Requirement =
Return every line of the listing below without changing anything.

Provided entries =
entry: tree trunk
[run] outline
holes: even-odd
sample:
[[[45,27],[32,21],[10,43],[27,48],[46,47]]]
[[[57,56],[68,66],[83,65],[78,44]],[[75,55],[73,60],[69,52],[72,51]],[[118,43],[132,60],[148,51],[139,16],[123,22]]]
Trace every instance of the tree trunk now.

The output =
entry: tree trunk
[run] outline
holes: even-odd
sample:
[[[45,27],[32,21],[10,43],[27,48],[46,47]]]
[[[57,56],[68,66],[83,65],[78,44]],[[75,55],[73,60],[69,52],[72,51]],[[118,43],[132,60],[148,51],[139,16],[123,22]]]
Trace every instance of the tree trunk now.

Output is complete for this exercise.